> _WORK INSTRUCTION_:
Please write out all of the records below exactly as they appear.
BEGIN RECORDS FOR THIS EXERCISE
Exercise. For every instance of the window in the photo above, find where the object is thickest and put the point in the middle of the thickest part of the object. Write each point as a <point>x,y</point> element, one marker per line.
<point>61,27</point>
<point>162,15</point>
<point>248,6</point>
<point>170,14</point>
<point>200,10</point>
END RECORDS FOR THIS EXERCISE
> _WRITTEN ANSWER_:
Exercise. For every instance of the window in the photo above, find where the object is thickest and put the point in the middle of the thickest part of the object. Write each point as a <point>x,y</point> element, one marker per line.
<point>61,27</point>
<point>162,15</point>
<point>248,6</point>
<point>170,14</point>
<point>200,10</point>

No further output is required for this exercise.